> Document:

How Ohio’s criminal justice system will be changed by Issue 1
The following article was originally published on News5Cleveland.com and is published in the Ohio Capital Journal under a content-sharing agreement. Unlike other OCJ articles, it is not available for free republication by other news outlets as it is owned by WEWS in Cleveland.
With the vast majority of ballots counted, voters in Ohio overwhelmingly chose to approve a constitutional amendment that would change how the criminal justice system functions.
Every single statewide race went to the GOP, and with it, voters sided with Republicans on both ballot issues.
Issue 1 determined if judges should be required to consider public safety when setting bail amounts. The proposal would amend the Constitution and require Ohio courts, when setting bail, to consider public safety, the person’s criminal record, the likelihood the accused will return to court and any other factor the Ohio General Assembly decides.
In January, a majority on the Ohio Supreme Court (OSC) sided with current state law, prohibiting a court from setting excessive bail. Bail is considered unconstitutional when the amount is much higher than necessary to make sure the accused person will return for their court date.
This case was referenced by current OSC justice and now justice-elect Pat DeWine in his victory speech Tuesday night.
“[I] was stunned that four members of the court had decided that judges in Ohio couldn’t consider public safety,” he said. “I knew right then that this was going to be an issue for the voters in the fall.”
Pat DeWine, eldest son of current governor and governor-elect Mike DeWine, has been one of the biggest advocates for Issue 1.
“Voters in this state care deeply about public safety,” he said.
So far, nearly 8 out of 10 voters supported the amendment.
“Public safety is not a partisan issue and Ohio voters; Democrats, Republicans and independents, sent a clear message today that they want policies that put their safety first,” said Lou Tobin with the Ohio Prosecuting Attorneys Association.
Office of the Ohio Public Defender’s Niki Clum wasn’t surprised by the vote, because she said it was purposely confusing for voters.
“The truth of the matter was the nuance behind it was a lot more complicated, and it was a longer story to tell,” Clum said.
State law already allows judges to consider public safety when setting bail, she said, noting that judges don’t have to even allow for bail. What Ohioans have just voted for is actually allowing for excessive and unconstitutional bail, she added.
“Even though everybody in the courtroom may think you’re potentially dangerous — if you have money, you’re walking out of that jail,” she said. “Everybody in the courtroom, they know that you’re not dangerous — but if you don’t have money, you may not be walking out of that jail awaiting your trial.”
Clum gave a hypothetical. Imagine there is a doctor who is a domestic abuser. He gets charged with a first-degree misdemeanor and his bail is $500,000.
Now imagine there is a mother who can’t afford baby formula, so she steals it. She gets caught and charged with a first-degree misdemeanor. Clum said Issue 1 would make it constitutional for her bail to be the exact same as the doctor’s.
Because the doctor has money, he is able to get out, Clum said. The mother can’t.
What happens next?
The state is in a weird gray area at the moment, because this amendment is now in effect.
The second part of Issue 1 would remove the requirement that the procedures for establishing the amount and conditions of bail be determined by the Ohio Supreme Court. This takes away power from the highest court to regulate over lower courts, Clum said.

Entries from a pointing dataset
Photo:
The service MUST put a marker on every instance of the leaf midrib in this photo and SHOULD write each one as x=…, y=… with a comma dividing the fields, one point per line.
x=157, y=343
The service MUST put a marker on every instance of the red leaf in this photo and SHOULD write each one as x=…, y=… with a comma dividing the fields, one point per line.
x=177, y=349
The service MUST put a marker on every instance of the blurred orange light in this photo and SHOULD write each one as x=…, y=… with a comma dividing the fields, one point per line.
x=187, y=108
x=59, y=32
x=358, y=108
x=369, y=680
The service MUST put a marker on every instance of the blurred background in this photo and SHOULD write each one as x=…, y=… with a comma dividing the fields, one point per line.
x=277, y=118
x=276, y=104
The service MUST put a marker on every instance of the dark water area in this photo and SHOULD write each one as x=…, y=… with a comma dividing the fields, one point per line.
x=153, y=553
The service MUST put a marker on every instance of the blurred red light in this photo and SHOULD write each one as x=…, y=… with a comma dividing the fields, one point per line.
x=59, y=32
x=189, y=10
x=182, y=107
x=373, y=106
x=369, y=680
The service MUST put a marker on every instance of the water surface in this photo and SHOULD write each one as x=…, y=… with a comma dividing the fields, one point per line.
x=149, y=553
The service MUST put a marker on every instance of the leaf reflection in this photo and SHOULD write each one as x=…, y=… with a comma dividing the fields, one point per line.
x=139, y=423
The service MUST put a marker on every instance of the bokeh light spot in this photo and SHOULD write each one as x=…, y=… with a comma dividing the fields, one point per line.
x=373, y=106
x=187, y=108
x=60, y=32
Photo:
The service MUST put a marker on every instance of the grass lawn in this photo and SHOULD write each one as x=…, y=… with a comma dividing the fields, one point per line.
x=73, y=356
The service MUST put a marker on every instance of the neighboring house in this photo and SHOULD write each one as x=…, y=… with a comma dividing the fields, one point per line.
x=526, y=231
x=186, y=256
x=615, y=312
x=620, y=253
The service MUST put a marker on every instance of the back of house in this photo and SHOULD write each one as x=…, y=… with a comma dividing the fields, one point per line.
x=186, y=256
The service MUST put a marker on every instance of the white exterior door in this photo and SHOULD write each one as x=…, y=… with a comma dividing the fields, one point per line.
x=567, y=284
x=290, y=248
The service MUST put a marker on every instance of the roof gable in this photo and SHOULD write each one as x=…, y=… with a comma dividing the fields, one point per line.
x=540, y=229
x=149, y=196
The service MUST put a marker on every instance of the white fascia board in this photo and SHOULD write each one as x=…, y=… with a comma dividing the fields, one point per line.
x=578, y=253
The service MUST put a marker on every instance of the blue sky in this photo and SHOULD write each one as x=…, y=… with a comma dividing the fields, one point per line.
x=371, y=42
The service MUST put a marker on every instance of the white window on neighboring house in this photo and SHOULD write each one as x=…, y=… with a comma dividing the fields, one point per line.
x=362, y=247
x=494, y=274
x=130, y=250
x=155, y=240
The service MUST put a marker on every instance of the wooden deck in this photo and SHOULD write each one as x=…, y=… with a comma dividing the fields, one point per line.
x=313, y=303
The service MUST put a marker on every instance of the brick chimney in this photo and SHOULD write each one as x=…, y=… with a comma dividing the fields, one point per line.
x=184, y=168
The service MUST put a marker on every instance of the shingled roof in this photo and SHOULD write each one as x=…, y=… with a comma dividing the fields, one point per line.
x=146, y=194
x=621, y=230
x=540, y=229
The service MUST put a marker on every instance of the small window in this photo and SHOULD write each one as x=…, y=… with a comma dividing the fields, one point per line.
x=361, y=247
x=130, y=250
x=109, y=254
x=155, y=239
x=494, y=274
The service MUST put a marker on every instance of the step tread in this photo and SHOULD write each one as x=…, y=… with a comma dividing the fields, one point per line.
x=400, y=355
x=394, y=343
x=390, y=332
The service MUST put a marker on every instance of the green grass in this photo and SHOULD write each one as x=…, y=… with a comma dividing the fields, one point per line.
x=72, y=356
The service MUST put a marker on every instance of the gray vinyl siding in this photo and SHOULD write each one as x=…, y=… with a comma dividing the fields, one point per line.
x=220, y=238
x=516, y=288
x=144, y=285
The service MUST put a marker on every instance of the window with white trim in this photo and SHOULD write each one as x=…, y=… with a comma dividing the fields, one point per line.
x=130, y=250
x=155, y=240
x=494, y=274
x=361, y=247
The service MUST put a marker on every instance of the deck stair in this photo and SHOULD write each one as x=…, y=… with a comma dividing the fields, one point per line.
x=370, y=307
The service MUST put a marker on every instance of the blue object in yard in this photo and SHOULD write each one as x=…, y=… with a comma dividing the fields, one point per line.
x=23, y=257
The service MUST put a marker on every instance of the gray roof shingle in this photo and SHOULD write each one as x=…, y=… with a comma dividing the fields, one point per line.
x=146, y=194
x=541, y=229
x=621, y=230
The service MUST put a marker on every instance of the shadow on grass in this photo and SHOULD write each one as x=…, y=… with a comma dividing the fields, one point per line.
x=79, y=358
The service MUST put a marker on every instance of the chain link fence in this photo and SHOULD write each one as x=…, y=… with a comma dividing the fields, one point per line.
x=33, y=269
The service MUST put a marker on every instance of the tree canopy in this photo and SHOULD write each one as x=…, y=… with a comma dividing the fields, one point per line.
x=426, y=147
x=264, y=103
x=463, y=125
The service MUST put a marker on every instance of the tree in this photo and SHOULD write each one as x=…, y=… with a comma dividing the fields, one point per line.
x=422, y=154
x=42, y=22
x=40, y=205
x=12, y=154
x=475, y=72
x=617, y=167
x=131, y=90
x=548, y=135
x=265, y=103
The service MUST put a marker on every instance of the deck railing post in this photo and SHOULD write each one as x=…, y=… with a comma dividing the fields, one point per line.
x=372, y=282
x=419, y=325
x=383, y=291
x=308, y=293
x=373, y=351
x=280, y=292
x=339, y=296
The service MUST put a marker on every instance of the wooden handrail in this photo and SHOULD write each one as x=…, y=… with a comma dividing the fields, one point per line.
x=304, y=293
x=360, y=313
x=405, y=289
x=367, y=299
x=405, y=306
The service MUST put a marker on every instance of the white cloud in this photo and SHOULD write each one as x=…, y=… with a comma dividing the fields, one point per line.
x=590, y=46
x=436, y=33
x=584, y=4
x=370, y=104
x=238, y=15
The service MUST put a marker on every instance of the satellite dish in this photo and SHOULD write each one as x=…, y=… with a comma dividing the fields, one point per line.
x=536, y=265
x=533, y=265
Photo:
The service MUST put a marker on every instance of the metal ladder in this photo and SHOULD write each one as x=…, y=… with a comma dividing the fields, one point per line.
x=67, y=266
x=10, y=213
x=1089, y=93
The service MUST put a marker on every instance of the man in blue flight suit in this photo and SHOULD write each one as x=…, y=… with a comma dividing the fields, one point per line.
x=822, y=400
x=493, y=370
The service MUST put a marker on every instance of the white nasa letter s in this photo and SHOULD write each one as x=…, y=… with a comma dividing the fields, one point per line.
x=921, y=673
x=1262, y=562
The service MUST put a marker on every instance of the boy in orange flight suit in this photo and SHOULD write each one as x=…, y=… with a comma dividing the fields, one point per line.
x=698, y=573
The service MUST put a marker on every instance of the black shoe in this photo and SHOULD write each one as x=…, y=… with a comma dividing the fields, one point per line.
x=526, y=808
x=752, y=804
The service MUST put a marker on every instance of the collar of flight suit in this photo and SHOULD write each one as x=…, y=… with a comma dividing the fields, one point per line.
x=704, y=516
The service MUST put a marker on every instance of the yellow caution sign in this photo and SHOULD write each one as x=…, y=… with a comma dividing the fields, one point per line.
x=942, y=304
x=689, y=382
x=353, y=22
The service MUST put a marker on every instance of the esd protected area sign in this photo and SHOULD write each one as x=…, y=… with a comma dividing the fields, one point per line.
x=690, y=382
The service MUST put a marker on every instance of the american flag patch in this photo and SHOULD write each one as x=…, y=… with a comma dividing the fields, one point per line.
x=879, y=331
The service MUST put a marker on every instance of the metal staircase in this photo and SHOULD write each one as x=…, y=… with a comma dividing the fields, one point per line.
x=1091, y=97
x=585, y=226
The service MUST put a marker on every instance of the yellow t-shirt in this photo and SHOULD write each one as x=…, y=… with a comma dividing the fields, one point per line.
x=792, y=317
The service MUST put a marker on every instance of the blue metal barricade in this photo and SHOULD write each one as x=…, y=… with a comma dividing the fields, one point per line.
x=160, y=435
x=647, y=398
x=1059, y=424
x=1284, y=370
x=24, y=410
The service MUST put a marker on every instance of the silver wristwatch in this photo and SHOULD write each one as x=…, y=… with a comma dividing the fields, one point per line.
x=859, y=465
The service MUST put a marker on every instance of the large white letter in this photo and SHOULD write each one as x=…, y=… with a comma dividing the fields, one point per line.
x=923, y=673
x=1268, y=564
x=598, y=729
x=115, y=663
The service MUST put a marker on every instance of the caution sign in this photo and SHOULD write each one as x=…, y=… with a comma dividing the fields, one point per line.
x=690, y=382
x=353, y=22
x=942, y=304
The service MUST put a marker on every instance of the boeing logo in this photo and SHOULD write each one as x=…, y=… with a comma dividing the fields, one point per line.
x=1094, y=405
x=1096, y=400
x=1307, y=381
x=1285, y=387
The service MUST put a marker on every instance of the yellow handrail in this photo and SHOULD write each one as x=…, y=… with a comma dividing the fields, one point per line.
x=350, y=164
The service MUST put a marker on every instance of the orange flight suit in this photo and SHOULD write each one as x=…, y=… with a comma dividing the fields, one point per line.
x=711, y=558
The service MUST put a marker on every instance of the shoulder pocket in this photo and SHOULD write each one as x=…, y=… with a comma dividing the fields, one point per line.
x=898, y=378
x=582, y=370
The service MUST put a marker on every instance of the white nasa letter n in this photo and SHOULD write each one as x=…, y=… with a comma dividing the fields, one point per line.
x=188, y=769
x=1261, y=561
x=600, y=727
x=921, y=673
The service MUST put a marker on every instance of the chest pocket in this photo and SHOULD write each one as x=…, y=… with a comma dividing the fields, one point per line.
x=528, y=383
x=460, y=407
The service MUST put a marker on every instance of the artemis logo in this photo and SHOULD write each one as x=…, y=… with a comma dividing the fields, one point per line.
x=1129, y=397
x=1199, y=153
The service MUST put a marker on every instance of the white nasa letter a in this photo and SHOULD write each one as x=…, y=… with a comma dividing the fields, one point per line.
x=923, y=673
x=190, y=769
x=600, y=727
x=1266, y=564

> Problems:
- a) According to the Issue 1 article, roughly what share of voters supported the amendment so far?
- b) List every factor that the Issue 1 article says the proposal would require Ohio courts to consider when setting bail.
- c) Reproduce the passage of the Issue 1 article starting with "In January, a" and going on through "their court date.".

> Answer list:
- a) Nearly 8 out of 10 voters.

- b)
- Public safety
- The person's criminal record
- The likelihood the accused will return to court
- Any other factor the Ohio General Assembly decides

- c)
In January, a majority on the Ohio Supreme Court (OSC) sided with current state law, prohibiting a court from setting excessive bail. Bail is considered unconstitutional when the amount is much higher than necessary to make sure the accused person will return for their court date.